* [Supplied text]
____________
Well, I would start the rolling ball. Below is my understanding of the basic ideas underlying statistical mechanics. "Attacks" and Critics to my understanding is well well welcome!

For a system (or assembly) of weakly-interacting particles, the detail of interaction (be it collision, Coulomb force, gravitational force and etc.) is not a concern of statistical mechanics as long as the particles can exchange energy with each other yet do not alter the energy levels of each other’s. In fact, statistical mechanics is not able to tell the details of the interaction or what the interaction is. In this sense the complexity of atomic dynamics is veiled.

In Statistical mechanics’ picture, the existence of thermodynamic equilibrium, at first, is just a statistical consequence of

The system is composed of a very large number of particles

This is because; the large number of particles will create an overwhelming number of microstates that give the same macrostate M. Statistical mechanics identifies this macrostate M as “equilibrium-macrostate”. In other words, at thermodynamic equilibrium the system is always in one of these microstates or, in macrostate M. Now, let’s re-examine the arguments and see what the underlying principles are.
____________
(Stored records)
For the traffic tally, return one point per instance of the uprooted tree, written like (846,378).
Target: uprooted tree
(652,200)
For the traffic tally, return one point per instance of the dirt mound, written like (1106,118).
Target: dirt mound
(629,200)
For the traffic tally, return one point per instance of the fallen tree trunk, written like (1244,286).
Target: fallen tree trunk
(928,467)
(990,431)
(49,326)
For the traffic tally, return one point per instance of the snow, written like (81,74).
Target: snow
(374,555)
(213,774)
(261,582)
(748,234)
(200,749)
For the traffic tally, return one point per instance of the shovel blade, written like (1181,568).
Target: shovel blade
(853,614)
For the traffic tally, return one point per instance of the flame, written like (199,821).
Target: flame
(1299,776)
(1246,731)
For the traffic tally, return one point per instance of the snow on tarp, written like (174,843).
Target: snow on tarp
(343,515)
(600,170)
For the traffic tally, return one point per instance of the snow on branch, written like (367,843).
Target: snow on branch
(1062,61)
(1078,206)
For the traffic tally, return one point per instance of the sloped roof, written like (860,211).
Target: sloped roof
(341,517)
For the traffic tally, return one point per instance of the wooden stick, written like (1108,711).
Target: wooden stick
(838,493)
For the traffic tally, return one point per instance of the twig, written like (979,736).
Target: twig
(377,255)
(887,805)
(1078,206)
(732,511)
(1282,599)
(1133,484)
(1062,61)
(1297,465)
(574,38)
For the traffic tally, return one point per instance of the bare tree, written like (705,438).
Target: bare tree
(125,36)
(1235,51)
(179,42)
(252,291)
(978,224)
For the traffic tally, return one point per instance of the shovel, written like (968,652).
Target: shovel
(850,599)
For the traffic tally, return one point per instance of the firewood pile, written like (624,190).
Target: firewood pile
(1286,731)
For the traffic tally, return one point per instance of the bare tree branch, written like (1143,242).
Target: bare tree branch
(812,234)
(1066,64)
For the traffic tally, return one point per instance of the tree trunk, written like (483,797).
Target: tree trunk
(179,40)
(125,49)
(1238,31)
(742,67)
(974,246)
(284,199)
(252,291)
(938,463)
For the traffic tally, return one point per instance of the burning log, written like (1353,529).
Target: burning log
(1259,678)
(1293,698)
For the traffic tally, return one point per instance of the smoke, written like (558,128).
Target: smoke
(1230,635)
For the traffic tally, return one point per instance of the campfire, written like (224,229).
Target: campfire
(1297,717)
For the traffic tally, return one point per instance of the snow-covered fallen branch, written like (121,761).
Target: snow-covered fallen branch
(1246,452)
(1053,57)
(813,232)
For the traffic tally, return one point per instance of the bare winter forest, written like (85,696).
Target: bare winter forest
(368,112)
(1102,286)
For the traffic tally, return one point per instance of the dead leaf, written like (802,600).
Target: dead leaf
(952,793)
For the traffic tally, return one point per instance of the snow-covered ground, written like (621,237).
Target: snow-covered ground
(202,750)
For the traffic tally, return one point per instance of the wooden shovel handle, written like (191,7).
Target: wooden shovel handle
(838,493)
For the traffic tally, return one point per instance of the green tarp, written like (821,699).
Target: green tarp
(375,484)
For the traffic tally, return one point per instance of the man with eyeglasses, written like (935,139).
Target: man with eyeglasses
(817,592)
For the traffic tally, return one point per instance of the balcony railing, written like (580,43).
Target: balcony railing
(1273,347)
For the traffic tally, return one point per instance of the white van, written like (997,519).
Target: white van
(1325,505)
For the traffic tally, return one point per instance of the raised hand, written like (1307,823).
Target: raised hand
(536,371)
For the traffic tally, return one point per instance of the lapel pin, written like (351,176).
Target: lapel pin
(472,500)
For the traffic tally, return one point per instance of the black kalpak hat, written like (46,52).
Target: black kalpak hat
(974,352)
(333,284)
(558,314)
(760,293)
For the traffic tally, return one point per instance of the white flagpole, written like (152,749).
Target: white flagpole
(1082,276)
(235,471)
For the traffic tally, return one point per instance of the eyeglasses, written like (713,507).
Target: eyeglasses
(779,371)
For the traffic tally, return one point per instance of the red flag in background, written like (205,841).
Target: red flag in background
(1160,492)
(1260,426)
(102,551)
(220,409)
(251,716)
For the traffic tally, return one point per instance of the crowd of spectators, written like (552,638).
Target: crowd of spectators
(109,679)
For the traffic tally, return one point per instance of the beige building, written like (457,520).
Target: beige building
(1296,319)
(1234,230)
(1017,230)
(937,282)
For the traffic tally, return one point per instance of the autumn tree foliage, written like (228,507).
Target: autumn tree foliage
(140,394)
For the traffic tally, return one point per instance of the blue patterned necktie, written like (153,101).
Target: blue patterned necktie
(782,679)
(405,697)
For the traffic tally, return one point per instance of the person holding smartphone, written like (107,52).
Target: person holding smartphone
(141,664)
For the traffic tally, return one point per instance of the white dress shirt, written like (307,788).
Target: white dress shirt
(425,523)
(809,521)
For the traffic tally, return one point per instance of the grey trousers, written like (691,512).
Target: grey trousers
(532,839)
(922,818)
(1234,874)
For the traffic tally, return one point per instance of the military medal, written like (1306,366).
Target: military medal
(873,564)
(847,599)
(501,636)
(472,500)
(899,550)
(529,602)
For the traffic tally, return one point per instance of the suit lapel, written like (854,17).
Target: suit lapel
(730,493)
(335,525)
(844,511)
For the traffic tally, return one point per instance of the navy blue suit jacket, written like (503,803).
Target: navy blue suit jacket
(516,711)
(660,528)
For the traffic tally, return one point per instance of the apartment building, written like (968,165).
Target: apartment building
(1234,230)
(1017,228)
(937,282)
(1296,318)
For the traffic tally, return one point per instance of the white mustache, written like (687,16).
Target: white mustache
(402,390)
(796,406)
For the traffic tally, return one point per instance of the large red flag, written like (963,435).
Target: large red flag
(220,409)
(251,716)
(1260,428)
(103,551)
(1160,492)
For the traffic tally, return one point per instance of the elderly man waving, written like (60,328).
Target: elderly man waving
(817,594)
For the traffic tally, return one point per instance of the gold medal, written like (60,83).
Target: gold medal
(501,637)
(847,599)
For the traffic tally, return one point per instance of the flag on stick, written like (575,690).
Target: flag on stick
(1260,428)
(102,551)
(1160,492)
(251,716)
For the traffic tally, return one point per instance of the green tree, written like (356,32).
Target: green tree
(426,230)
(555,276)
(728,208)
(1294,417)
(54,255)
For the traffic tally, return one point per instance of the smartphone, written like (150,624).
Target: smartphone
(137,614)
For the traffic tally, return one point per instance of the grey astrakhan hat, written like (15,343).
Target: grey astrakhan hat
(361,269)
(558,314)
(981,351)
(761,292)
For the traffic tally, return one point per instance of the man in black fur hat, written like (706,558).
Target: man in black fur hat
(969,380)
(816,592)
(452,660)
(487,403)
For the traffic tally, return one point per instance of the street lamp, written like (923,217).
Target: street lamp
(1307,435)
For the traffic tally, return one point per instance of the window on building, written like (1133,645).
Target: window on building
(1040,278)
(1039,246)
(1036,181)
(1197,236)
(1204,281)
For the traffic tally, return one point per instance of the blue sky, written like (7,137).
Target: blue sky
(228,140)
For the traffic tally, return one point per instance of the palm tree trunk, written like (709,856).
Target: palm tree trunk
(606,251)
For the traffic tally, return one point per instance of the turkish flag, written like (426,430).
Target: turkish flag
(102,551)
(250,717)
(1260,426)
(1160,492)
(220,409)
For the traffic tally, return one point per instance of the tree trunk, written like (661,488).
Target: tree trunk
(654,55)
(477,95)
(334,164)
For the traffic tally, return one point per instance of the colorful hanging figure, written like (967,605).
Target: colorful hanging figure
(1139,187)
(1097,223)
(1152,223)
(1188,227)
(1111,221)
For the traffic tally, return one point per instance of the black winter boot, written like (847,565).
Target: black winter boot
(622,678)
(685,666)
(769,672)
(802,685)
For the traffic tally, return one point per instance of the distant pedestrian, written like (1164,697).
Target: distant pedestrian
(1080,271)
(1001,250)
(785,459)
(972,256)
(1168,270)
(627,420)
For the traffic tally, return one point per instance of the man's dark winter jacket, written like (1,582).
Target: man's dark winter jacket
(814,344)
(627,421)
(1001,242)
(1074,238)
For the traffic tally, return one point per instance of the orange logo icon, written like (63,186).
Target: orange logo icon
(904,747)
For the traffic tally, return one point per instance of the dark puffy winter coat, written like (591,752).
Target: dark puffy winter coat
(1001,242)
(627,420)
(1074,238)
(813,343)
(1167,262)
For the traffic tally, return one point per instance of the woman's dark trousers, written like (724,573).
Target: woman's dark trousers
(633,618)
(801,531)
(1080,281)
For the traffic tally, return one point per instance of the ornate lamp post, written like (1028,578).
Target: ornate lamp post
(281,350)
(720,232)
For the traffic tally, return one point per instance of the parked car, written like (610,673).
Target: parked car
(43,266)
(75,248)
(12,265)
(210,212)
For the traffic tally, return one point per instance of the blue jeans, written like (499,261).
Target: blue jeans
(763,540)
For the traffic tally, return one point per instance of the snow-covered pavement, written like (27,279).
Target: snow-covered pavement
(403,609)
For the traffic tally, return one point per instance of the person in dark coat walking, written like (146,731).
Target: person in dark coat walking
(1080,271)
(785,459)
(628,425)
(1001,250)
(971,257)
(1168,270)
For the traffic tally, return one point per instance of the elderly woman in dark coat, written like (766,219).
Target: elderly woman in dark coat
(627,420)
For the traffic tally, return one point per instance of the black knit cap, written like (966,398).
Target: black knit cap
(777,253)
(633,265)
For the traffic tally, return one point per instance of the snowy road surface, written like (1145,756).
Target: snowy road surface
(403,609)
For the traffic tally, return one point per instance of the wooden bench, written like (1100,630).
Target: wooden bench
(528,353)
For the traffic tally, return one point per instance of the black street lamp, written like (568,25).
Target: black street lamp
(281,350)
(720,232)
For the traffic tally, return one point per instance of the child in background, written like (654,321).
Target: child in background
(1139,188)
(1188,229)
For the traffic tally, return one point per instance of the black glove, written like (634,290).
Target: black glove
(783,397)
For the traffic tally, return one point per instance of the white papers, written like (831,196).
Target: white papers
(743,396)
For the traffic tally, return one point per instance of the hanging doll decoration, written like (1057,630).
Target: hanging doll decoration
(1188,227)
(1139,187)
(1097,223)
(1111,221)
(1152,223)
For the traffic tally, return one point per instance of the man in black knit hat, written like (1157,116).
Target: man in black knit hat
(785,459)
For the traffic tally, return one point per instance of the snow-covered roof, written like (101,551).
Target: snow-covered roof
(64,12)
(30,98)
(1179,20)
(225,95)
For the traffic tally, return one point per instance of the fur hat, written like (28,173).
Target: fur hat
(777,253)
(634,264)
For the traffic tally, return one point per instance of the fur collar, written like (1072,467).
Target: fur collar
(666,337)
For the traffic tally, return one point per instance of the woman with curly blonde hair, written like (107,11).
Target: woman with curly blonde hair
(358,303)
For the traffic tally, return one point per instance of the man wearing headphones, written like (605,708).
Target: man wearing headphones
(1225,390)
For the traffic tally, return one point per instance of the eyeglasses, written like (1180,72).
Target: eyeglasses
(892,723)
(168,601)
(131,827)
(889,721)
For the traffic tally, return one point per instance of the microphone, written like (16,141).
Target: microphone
____________
* [Problem]
Reproduce, word for word, the stretch of the statistical mechanics post from "This is because;" through "underlying principles are.".

* [Output for this exercise]
This is because; the large number of particles will create an overwhelming number of microstates that give the same macrostate M. Statistical mechanics identifies this macrostate M as “equilibrium-macrostate”. In other words, at thermodynamic equilibrium the system is always in one of these microstates or, in macrostate M. Now, let’s re-examine the arguments and see what the underlying principles are.